Copy the listing below, switching every "expected response" to "reference output" and keeping everything else as it is.

Entries from a collection
-*-*-

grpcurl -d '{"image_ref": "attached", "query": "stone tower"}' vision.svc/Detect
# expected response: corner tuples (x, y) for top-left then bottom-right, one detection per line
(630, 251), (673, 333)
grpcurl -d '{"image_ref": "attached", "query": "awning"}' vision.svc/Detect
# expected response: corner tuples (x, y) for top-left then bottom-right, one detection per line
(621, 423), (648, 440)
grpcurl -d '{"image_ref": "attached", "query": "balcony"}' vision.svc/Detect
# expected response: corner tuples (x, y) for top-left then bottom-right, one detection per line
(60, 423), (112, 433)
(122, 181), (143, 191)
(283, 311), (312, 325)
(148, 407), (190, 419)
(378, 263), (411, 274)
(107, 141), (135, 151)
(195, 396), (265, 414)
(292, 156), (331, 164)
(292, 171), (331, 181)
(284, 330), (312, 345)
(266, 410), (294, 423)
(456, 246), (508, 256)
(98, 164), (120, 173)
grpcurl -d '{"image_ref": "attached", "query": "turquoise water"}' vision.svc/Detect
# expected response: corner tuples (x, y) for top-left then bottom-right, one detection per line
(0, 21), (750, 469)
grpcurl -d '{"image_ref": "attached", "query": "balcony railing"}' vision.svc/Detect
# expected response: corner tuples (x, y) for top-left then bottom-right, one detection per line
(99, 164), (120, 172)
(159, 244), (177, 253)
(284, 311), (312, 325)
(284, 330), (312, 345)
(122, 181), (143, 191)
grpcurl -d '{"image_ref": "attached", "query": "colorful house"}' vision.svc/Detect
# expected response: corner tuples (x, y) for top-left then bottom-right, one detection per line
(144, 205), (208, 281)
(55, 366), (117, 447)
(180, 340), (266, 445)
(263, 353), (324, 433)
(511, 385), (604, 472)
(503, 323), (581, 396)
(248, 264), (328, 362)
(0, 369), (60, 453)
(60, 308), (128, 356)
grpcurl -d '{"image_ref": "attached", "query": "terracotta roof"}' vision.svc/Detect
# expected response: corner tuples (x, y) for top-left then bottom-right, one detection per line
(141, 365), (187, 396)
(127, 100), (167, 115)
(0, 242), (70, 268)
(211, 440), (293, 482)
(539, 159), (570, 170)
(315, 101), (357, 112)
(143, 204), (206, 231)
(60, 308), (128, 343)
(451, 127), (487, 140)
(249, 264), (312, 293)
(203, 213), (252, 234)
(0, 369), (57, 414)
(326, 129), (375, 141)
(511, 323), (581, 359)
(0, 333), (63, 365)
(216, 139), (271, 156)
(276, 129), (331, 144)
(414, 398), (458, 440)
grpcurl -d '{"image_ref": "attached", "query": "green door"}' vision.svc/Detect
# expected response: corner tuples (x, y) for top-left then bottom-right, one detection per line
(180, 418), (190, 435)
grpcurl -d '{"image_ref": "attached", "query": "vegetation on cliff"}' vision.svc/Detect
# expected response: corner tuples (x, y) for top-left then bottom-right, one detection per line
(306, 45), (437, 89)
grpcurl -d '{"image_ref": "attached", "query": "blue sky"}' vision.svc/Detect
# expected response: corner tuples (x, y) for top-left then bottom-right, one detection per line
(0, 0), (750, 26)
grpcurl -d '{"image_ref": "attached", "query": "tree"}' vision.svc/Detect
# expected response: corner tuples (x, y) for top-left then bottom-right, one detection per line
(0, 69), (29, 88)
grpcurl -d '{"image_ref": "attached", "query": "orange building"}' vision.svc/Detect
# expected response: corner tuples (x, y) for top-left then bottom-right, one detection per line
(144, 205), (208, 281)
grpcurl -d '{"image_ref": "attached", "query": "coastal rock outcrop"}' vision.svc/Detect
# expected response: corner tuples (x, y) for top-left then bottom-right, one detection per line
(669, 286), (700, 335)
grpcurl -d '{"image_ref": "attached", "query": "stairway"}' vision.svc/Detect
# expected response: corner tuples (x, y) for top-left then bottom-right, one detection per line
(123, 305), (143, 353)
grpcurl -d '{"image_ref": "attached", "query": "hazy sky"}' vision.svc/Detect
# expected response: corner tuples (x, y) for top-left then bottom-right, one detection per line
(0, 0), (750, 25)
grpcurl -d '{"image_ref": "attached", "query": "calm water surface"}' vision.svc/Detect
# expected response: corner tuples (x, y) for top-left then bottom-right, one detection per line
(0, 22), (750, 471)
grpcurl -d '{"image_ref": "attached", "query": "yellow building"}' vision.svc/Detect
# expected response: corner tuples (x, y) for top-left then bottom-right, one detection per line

-*-*-

Result below -
grpcurl -d '{"image_ref": "attached", "query": "stone tower"}' vision.svc/Detect
# reference output: corner tuples (x, y) for top-left then bottom-right, one detection per line
(630, 251), (673, 333)
grpcurl -d '{"image_ref": "attached", "query": "awning"}' vision.svc/Detect
# reference output: corner tuples (x, y) for top-left then bottom-right, one detection per line
(621, 423), (648, 440)
grpcurl -d '{"image_ref": "attached", "query": "balcony"}' vision.svc/Detect
# reference output: corner tuples (x, y) for top-left then bottom-right, one detection per line
(60, 423), (112, 433)
(122, 181), (143, 191)
(283, 311), (312, 325)
(148, 407), (190, 419)
(378, 263), (411, 274)
(107, 141), (135, 151)
(195, 396), (265, 414)
(292, 156), (331, 164)
(292, 171), (331, 181)
(284, 330), (312, 345)
(266, 410), (294, 423)
(456, 246), (508, 256)
(98, 164), (120, 173)
grpcurl -d '{"image_ref": "attached", "query": "turquoise water"}' vision.svc/Detect
# reference output: corner tuples (x, y) for top-left then bottom-right, one detection per line
(0, 21), (750, 469)
grpcurl -d '{"image_ref": "attached", "query": "balcony railing"}' vision.svc/Detect
# reference output: corner tuples (x, y) for top-left then bottom-right, one detection per line
(99, 164), (120, 172)
(159, 244), (177, 253)
(284, 311), (312, 325)
(284, 330), (312, 345)
(122, 181), (143, 191)
grpcurl -d '{"image_ref": "attached", "query": "colorful house"}' vision.svc/Detect
# reference output: corner tuples (x, y) for top-left then bottom-right, one detection per line
(144, 205), (208, 281)
(55, 366), (117, 447)
(180, 340), (266, 445)
(263, 353), (324, 433)
(511, 385), (604, 472)
(503, 323), (581, 396)
(248, 264), (328, 362)
(0, 369), (60, 453)
(60, 308), (128, 356)
grpcurl -d '{"image_ref": "attached", "query": "terracotta roof"}' vision.svc/Detect
# reference output: corner tuples (x, y) for top-left then bottom-right, one detection per line
(141, 365), (187, 396)
(127, 100), (167, 115)
(0, 242), (70, 268)
(211, 440), (293, 482)
(539, 159), (570, 170)
(315, 101), (357, 112)
(143, 204), (206, 231)
(60, 308), (128, 343)
(451, 127), (487, 140)
(249, 264), (312, 293)
(203, 213), (252, 234)
(0, 369), (57, 414)
(326, 129), (375, 141)
(511, 323), (581, 359)
(0, 333), (63, 365)
(216, 139), (271, 156)
(276, 129), (331, 144)
(414, 398), (458, 440)
grpcurl -d '{"image_ref": "attached", "query": "green door"}' vision.svc/Detect
# reference output: corner tuples (x, y) for top-left then bottom-right, one detection per line
(180, 418), (190, 435)
grpcurl -d '{"image_ref": "attached", "query": "vegetation on cliff"}' vision.svc/Detect
# reference output: corner tuples (x, y) for top-left then bottom-right, one detection per line
(306, 45), (437, 89)
grpcurl -d '{"image_ref": "attached", "query": "blue sky"}' vision.svc/Detect
# reference output: corner tuples (x, y) for top-left then bottom-right, one detection per line
(0, 0), (750, 26)
grpcurl -d '{"image_ref": "attached", "query": "tree"}' vision.svc/Detect
# reference output: corner tuples (x, y) for top-left then bottom-right, one detection per line
(0, 69), (29, 88)
grpcurl -d '{"image_ref": "attached", "query": "orange building"}' vision.svc/Detect
# reference output: corner tuples (x, y) for top-left then bottom-right, one detection per line
(144, 205), (208, 281)
grpcurl -d '{"image_ref": "attached", "query": "coastal rock outcrop"}' vision.svc/Detect
# reference output: corner tuples (x, y) for top-left then bottom-right, one detection per line
(669, 286), (700, 335)
grpcurl -d '{"image_ref": "attached", "query": "stairway"}' vision.svc/Detect
# reference output: corner tuples (x, y) for top-left then bottom-right, one detection per line
(123, 305), (143, 353)
grpcurl -d '{"image_ref": "attached", "query": "hazy sky"}' vision.svc/Detect
# reference output: corner tuples (x, y) for top-left then bottom-right, one detection per line
(0, 0), (750, 25)
grpcurl -d '{"image_ref": "attached", "query": "calm water surface"}' vision.svc/Detect
# reference output: corner tuples (x, y) for top-left then bottom-right, one detection per line
(0, 22), (750, 471)
grpcurl -d '{"image_ref": "attached", "query": "yellow building"}' vision.svc/Detect
# reference output: corner tuples (x, y) for top-left then bottom-right, one detection per line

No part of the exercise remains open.